• **Work to do**: Copy every one of the entries below line for line, with each character unchanged.

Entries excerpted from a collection

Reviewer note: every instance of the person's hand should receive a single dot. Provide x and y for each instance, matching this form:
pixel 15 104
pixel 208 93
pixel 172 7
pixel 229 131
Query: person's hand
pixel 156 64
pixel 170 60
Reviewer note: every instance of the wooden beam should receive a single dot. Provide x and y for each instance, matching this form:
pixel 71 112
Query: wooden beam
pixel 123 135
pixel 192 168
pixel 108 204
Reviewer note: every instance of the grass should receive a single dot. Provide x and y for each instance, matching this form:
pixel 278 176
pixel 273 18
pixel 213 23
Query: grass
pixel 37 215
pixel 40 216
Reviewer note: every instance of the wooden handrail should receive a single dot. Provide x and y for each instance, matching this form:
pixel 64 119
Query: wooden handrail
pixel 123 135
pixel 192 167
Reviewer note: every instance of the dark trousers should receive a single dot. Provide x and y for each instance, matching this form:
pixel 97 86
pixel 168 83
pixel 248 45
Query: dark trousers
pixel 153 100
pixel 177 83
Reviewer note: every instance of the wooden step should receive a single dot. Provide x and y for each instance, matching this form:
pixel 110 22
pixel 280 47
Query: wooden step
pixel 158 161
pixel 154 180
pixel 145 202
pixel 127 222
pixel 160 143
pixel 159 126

• **Solution for this exercise**:
Reviewer note: every instance of the person's hand should receive a single dot. Provide x and y for each instance, matching this form:
pixel 15 104
pixel 208 93
pixel 172 7
pixel 229 131
Query: person's hand
pixel 156 64
pixel 170 60
Reviewer note: every instance of the wooden beam should receive a single dot. Provide x and y for each instance, matching this form:
pixel 71 112
Query: wooden beam
pixel 123 135
pixel 192 168
pixel 108 204
Reviewer note: every instance of the grass should receive a single dot. Provide x and y for each instance, matching this form:
pixel 278 176
pixel 273 18
pixel 213 23
Query: grass
pixel 37 215
pixel 40 216
Reviewer note: every instance of the wooden handrail should receive a single dot. Provide x and y for each instance, matching this form:
pixel 64 119
Query: wooden handrail
pixel 123 135
pixel 192 167
Reviewer note: every instance of the dark trousers should receive a single dot. Provide x and y for each instance, matching this form:
pixel 97 86
pixel 168 83
pixel 248 45
Query: dark trousers
pixel 153 100
pixel 177 83
Reviewer note: every instance of the wooden step should receive a single dot. Provide x and y for each instance, matching this form:
pixel 110 22
pixel 280 47
Query: wooden step
pixel 158 161
pixel 154 180
pixel 145 202
pixel 127 222
pixel 160 143
pixel 159 126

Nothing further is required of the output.